--- start ---

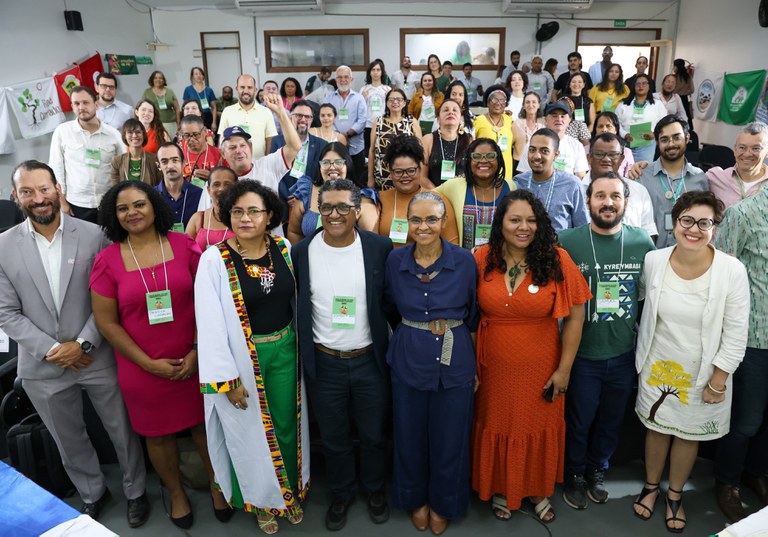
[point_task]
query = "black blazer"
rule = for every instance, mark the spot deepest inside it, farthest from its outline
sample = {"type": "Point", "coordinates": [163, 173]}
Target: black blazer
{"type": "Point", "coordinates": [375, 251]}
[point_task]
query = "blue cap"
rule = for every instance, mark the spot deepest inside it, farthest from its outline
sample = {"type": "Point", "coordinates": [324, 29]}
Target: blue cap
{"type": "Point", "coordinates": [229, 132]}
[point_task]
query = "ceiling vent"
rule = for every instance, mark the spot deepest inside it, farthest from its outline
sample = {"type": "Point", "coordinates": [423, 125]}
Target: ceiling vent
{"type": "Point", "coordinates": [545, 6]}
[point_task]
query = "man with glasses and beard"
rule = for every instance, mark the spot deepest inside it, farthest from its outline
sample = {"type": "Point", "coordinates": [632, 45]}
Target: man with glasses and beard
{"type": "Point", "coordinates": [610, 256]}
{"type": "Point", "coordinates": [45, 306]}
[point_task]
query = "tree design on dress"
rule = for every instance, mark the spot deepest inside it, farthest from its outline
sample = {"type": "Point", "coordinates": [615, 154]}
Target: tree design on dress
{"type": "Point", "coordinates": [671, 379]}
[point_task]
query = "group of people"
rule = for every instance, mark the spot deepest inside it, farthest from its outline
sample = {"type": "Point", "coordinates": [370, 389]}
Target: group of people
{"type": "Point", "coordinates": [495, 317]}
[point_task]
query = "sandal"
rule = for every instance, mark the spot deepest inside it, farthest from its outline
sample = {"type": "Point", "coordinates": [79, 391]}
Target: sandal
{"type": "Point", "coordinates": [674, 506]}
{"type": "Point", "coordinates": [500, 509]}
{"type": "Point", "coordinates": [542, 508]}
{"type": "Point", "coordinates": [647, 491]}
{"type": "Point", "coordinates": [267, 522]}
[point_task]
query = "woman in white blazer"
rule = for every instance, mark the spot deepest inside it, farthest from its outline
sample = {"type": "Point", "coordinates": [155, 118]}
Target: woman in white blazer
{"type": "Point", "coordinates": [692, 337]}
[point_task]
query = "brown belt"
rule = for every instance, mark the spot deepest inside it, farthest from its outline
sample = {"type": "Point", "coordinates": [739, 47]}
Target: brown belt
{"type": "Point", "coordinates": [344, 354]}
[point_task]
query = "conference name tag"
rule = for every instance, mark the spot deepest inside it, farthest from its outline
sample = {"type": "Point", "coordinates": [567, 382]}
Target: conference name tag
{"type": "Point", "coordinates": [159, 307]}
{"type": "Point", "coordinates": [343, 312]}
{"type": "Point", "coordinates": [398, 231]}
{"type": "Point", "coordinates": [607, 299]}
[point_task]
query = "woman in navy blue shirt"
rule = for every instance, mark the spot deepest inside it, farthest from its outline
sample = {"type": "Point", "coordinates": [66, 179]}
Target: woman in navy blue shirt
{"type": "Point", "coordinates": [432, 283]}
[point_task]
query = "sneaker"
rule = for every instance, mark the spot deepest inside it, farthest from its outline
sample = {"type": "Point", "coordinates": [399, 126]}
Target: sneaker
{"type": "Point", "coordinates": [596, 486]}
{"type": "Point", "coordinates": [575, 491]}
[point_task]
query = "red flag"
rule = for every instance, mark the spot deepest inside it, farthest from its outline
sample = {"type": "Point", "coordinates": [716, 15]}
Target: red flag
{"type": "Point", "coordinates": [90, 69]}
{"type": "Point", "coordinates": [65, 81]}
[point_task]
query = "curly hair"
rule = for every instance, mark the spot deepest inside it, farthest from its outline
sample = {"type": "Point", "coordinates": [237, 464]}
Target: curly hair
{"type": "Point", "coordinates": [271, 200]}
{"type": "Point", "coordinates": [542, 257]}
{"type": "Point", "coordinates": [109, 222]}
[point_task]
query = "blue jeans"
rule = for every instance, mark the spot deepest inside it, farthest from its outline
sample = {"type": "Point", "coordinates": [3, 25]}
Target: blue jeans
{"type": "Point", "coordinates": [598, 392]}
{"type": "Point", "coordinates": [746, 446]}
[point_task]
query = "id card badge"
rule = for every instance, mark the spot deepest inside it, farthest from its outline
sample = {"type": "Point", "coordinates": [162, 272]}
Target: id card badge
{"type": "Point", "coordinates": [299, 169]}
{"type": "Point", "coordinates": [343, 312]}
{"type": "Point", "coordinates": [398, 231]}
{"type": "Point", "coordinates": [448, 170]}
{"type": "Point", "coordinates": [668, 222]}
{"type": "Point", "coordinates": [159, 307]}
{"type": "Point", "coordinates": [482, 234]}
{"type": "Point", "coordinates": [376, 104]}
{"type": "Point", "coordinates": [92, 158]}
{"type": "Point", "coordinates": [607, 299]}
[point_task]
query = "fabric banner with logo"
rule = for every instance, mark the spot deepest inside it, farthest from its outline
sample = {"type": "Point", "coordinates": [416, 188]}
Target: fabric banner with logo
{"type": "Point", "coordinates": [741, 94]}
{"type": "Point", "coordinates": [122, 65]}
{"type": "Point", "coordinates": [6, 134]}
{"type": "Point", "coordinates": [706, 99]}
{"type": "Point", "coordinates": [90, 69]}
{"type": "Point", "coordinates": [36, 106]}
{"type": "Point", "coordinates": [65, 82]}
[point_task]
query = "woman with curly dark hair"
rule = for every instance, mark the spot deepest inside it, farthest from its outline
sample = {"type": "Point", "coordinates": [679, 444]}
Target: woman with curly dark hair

--- end ---
--- start ---

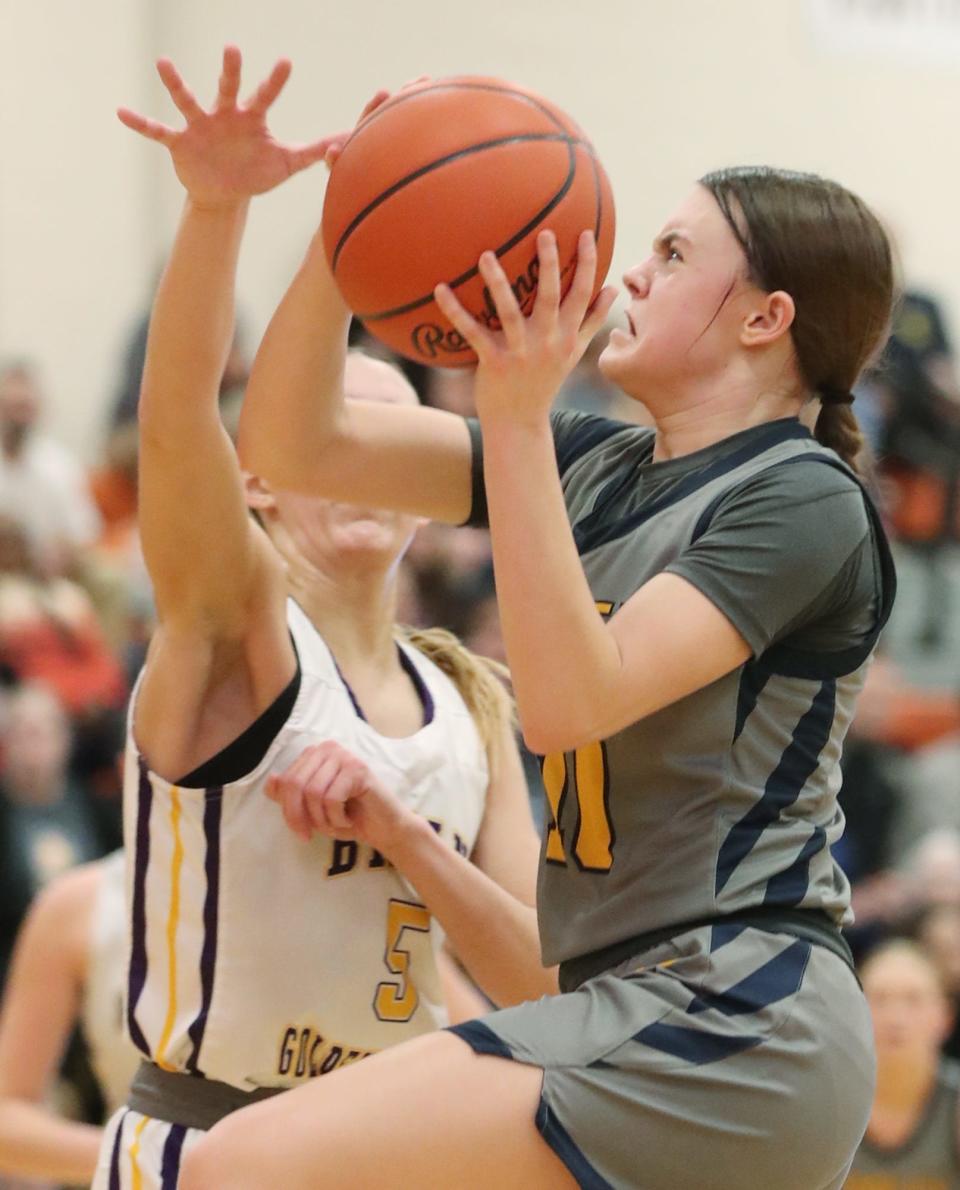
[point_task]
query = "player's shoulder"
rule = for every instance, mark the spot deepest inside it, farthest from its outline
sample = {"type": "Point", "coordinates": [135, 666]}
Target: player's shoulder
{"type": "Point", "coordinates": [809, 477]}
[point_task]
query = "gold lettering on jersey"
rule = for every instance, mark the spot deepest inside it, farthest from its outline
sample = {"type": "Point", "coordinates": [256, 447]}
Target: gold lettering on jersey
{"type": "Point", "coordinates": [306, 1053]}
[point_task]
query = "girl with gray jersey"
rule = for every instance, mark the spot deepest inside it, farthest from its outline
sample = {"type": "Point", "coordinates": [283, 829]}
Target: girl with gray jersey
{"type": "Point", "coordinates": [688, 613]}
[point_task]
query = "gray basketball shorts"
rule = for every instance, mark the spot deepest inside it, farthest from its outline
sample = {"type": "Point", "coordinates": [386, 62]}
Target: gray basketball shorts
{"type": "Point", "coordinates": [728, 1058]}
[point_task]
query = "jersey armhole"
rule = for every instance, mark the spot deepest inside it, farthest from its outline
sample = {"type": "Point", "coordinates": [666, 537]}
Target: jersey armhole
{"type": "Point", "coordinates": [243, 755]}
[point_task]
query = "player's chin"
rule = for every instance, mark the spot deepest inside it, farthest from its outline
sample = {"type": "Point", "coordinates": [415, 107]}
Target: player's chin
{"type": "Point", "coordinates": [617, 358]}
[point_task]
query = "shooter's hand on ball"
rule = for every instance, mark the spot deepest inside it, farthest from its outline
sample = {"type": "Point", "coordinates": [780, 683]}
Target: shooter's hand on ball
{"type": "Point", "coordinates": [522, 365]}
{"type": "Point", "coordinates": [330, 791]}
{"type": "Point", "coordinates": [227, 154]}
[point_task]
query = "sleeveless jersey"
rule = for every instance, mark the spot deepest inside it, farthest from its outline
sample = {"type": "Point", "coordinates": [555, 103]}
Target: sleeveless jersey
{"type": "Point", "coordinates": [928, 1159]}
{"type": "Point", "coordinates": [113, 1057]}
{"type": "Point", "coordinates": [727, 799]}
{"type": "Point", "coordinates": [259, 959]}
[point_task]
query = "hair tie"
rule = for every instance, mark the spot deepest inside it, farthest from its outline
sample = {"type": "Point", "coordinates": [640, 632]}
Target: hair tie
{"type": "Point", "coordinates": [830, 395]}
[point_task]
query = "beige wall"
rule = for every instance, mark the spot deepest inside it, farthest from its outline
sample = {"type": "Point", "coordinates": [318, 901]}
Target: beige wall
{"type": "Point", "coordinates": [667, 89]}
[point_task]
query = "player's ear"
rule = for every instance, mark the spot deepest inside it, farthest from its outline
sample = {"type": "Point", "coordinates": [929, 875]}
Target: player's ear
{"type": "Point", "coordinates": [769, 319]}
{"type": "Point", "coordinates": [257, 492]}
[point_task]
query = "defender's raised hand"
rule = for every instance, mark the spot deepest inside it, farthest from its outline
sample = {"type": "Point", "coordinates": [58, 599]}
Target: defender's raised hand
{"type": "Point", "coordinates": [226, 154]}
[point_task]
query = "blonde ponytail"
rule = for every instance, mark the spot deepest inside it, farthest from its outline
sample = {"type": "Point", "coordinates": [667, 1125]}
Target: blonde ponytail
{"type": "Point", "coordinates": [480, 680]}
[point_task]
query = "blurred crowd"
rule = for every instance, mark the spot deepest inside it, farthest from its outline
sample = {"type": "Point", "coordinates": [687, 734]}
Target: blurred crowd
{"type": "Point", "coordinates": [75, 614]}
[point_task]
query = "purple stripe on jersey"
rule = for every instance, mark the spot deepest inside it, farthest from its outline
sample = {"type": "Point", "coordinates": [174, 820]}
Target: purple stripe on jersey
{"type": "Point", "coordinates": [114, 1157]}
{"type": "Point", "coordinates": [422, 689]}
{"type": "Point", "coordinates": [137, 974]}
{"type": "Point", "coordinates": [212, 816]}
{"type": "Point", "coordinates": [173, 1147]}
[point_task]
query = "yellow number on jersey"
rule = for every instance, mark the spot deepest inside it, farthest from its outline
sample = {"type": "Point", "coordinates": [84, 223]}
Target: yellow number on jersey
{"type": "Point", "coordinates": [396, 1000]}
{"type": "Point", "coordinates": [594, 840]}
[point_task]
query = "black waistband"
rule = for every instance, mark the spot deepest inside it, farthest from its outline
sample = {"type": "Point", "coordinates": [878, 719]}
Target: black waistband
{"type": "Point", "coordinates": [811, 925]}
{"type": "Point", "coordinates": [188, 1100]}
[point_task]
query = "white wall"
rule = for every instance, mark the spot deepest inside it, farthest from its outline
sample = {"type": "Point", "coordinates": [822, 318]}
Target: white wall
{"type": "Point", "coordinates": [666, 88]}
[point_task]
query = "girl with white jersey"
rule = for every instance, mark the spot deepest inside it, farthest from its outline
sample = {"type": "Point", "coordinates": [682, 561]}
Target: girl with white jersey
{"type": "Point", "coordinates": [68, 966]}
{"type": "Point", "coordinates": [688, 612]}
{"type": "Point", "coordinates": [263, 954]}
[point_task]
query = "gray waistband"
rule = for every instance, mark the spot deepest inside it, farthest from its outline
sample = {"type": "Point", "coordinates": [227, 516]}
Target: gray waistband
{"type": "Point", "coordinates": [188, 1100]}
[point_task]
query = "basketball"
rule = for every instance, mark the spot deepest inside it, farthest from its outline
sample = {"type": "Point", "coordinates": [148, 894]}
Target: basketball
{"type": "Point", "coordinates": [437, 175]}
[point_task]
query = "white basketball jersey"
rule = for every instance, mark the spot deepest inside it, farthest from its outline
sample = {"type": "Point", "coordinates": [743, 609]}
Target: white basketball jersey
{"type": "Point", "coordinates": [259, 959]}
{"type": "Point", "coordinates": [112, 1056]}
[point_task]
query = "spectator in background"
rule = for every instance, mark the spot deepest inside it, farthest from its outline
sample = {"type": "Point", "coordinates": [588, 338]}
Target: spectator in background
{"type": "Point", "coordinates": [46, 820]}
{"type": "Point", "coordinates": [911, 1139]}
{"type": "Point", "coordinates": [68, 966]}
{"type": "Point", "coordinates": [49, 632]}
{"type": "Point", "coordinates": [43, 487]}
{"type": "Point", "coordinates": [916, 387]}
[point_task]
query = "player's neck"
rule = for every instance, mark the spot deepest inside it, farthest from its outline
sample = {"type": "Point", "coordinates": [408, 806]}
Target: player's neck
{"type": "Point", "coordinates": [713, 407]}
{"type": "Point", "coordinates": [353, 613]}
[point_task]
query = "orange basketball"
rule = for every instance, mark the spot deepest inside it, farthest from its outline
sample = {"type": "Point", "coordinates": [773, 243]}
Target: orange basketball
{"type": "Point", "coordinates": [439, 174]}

--- end ---

Exercise prompt.
Give the number of lines in the material above that contain the string "ponytail", and reply with that number alone.

Written response.
2